### [Problem to work on]
Extract the lines beginning at the one that holds "Each instance receives a single keypoint. Tag the leafy" and ending at the final line of the material below, keeping them exact and leaving out all pictures.
>> begin
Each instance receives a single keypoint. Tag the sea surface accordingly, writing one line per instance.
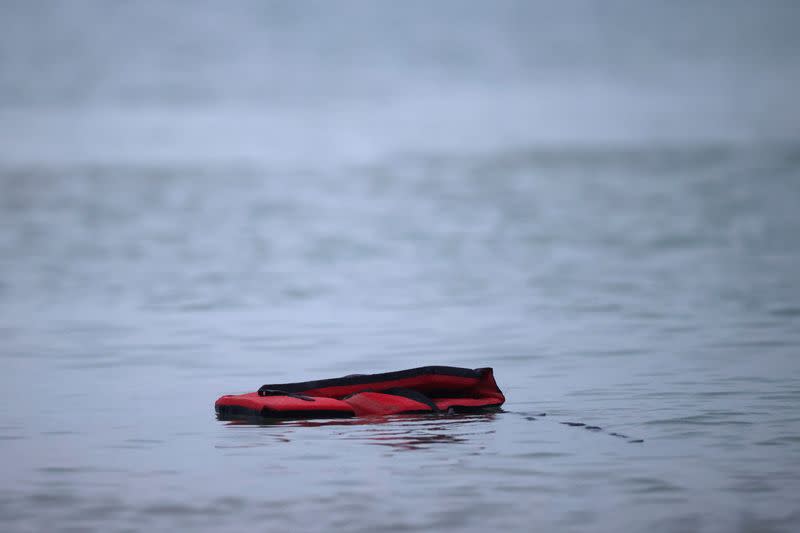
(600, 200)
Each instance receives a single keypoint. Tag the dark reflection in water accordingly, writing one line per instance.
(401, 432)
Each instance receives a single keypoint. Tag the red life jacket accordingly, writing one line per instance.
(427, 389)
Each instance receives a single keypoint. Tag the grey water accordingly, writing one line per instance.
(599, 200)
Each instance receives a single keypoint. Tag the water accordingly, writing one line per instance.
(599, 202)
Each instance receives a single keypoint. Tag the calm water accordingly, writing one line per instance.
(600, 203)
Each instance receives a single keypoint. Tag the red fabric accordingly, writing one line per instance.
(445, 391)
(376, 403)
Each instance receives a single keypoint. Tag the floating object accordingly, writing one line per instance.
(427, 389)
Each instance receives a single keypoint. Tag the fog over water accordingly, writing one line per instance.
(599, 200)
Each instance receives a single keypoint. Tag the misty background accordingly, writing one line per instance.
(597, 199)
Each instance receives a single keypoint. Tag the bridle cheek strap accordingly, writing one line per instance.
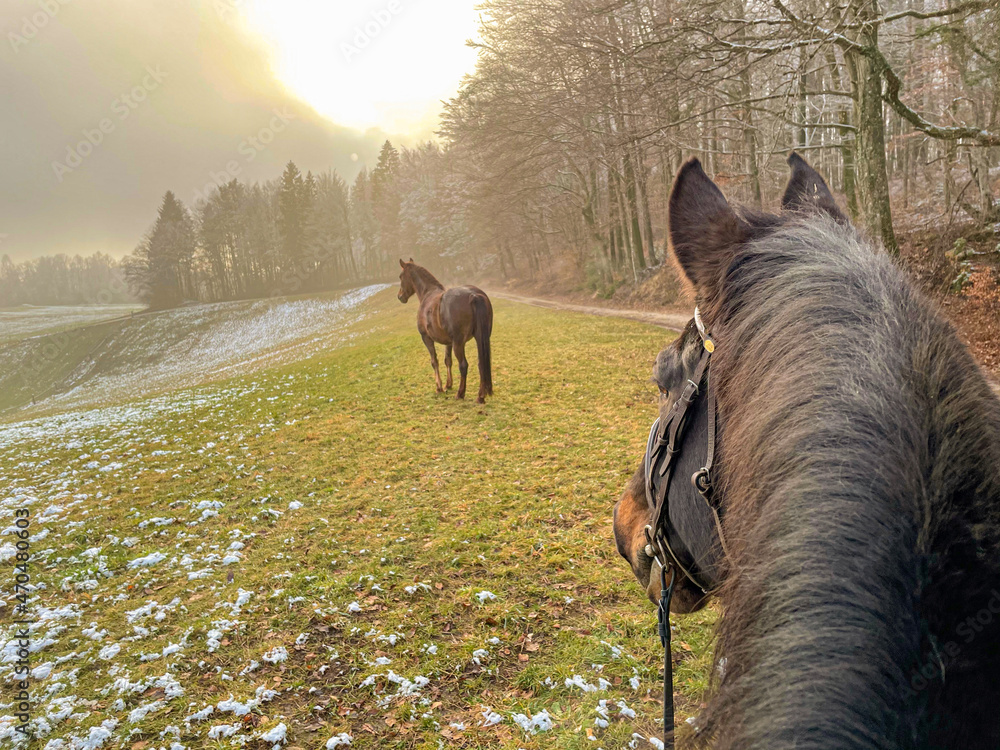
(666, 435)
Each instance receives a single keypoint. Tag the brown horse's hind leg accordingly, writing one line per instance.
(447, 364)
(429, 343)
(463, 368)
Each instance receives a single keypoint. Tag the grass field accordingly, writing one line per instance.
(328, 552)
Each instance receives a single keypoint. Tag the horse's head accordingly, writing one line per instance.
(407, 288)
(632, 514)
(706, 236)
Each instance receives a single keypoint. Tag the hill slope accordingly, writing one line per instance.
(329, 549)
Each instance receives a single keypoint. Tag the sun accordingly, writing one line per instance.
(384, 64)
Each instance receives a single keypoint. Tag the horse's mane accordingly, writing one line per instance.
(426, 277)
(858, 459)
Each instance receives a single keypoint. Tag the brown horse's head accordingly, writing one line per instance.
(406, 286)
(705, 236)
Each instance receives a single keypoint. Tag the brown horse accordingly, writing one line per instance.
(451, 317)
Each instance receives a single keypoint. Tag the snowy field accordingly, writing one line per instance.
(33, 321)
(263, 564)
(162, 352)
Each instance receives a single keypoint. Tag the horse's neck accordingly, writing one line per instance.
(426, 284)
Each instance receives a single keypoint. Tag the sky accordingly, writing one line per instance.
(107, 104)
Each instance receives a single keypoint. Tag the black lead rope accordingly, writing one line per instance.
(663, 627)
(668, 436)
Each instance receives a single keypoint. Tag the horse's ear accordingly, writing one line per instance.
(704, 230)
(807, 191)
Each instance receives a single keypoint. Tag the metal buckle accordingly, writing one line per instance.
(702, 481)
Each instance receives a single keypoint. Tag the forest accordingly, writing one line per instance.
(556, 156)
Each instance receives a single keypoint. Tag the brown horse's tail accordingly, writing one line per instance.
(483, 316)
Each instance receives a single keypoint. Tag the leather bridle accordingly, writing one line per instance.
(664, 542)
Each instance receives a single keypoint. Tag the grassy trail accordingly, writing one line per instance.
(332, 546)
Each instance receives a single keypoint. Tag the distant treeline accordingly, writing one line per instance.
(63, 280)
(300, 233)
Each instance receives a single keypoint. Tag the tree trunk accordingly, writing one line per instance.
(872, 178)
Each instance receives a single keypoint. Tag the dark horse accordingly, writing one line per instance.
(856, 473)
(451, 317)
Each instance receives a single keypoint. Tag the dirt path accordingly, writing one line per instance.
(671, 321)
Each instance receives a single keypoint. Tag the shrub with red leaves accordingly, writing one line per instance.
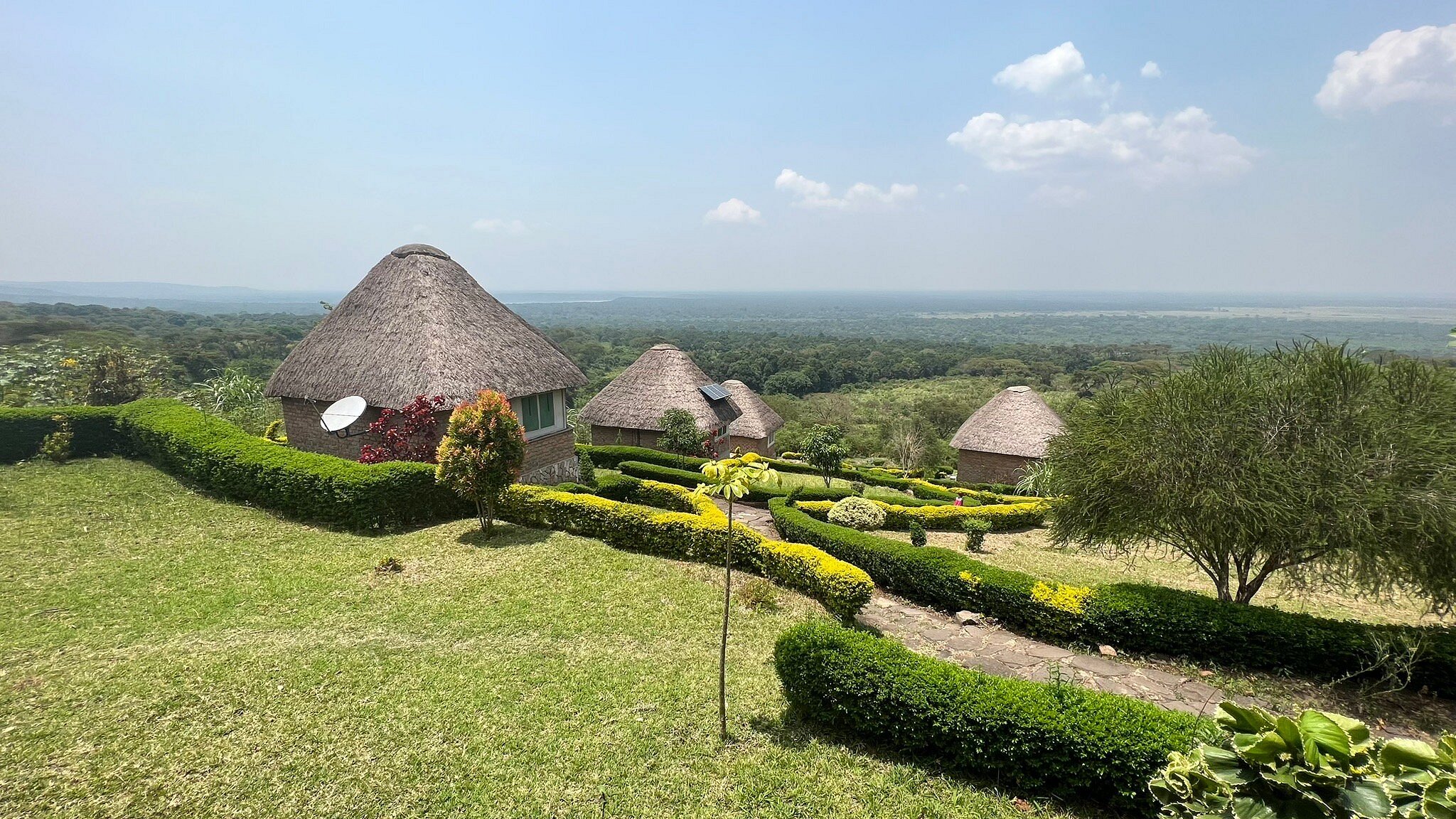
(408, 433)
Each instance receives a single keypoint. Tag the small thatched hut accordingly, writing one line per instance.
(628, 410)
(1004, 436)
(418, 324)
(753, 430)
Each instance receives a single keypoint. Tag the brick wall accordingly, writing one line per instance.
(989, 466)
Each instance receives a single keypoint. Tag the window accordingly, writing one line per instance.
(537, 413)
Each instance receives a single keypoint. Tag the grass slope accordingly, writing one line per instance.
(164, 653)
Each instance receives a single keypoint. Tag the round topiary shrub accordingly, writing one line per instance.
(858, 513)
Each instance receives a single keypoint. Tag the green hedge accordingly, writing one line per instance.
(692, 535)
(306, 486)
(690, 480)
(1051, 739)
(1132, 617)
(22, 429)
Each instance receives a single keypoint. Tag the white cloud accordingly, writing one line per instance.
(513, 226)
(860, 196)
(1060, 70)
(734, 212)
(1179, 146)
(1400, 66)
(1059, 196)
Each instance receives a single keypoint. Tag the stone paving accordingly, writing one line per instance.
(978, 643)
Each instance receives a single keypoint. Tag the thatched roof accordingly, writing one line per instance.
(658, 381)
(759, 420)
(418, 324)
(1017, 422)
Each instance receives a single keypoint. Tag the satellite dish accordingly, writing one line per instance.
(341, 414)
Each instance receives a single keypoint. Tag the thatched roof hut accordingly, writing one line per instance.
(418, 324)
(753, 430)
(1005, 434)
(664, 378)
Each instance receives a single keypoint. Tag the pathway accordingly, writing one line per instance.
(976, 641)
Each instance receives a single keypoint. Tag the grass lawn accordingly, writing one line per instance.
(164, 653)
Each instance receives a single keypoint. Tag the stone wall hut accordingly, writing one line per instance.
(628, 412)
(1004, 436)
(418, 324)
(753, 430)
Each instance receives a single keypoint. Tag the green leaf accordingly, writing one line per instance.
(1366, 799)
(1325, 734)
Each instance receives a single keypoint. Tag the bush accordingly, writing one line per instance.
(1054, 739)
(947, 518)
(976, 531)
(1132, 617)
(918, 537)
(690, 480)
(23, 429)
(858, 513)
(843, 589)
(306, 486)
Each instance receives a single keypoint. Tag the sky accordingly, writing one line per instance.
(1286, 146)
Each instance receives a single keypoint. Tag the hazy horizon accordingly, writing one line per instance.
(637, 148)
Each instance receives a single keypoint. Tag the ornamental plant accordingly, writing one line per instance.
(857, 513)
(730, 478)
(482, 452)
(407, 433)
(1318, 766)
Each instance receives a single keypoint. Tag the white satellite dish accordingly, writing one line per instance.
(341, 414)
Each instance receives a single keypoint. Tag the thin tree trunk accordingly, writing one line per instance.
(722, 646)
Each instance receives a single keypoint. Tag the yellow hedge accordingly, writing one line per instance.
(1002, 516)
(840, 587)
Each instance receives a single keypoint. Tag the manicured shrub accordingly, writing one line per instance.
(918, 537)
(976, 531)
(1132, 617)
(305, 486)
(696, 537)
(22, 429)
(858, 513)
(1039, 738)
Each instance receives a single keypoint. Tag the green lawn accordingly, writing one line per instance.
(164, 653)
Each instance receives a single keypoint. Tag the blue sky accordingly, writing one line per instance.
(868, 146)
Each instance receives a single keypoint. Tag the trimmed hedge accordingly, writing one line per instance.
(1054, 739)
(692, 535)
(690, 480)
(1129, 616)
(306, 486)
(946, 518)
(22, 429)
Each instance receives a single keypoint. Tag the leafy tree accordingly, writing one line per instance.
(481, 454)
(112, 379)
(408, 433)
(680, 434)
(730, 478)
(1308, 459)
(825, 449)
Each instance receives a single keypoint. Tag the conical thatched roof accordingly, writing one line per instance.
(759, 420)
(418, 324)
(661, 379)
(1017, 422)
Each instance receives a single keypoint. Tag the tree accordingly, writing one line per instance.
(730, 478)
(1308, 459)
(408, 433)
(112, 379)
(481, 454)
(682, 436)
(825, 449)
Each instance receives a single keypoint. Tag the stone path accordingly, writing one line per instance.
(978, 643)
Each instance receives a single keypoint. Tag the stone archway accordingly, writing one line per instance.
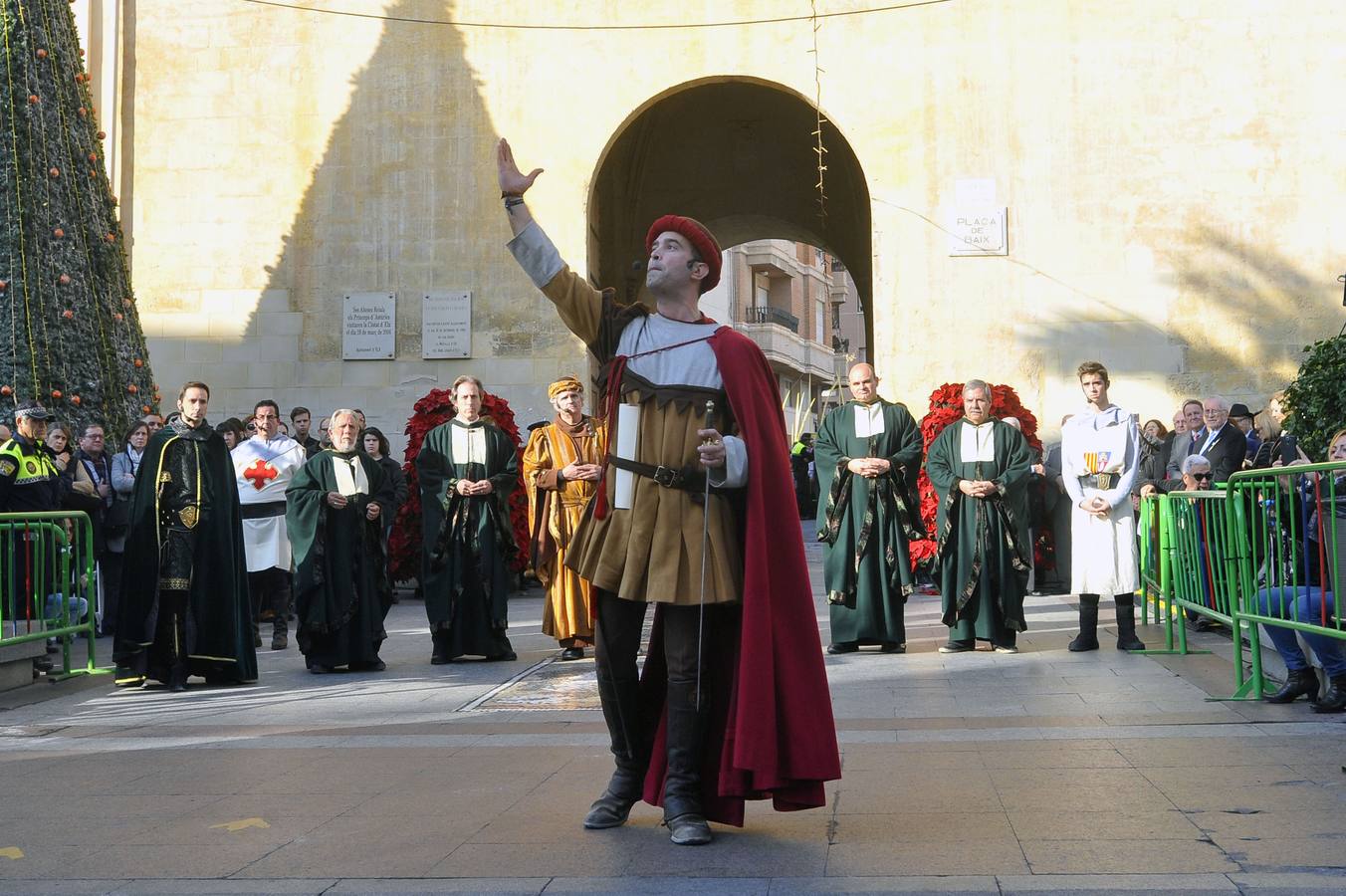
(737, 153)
>> end
### [Answer to the exercise]
Each instance receives a single keypoint. Tag the leafy tree accordingly, writing one line per instance.
(481, 454)
(112, 379)
(408, 433)
(680, 434)
(730, 478)
(1308, 459)
(825, 449)
Each instance receives a single keypoint. Tag the conical thatched roof accordingly, writing one line per instance.
(759, 420)
(418, 324)
(661, 379)
(1017, 422)
Each instance receives a single keypoint. Tag the tree accordingly, writing one line per instance.
(730, 478)
(1308, 459)
(408, 433)
(112, 379)
(481, 454)
(682, 436)
(825, 449)
Each instance receives a single keypoint. Tag the stone path accordingly, writing one line per instance.
(978, 643)
Each instance receives a single keypoint. Tag the stone archway accordingly, writing one line per instance.
(737, 153)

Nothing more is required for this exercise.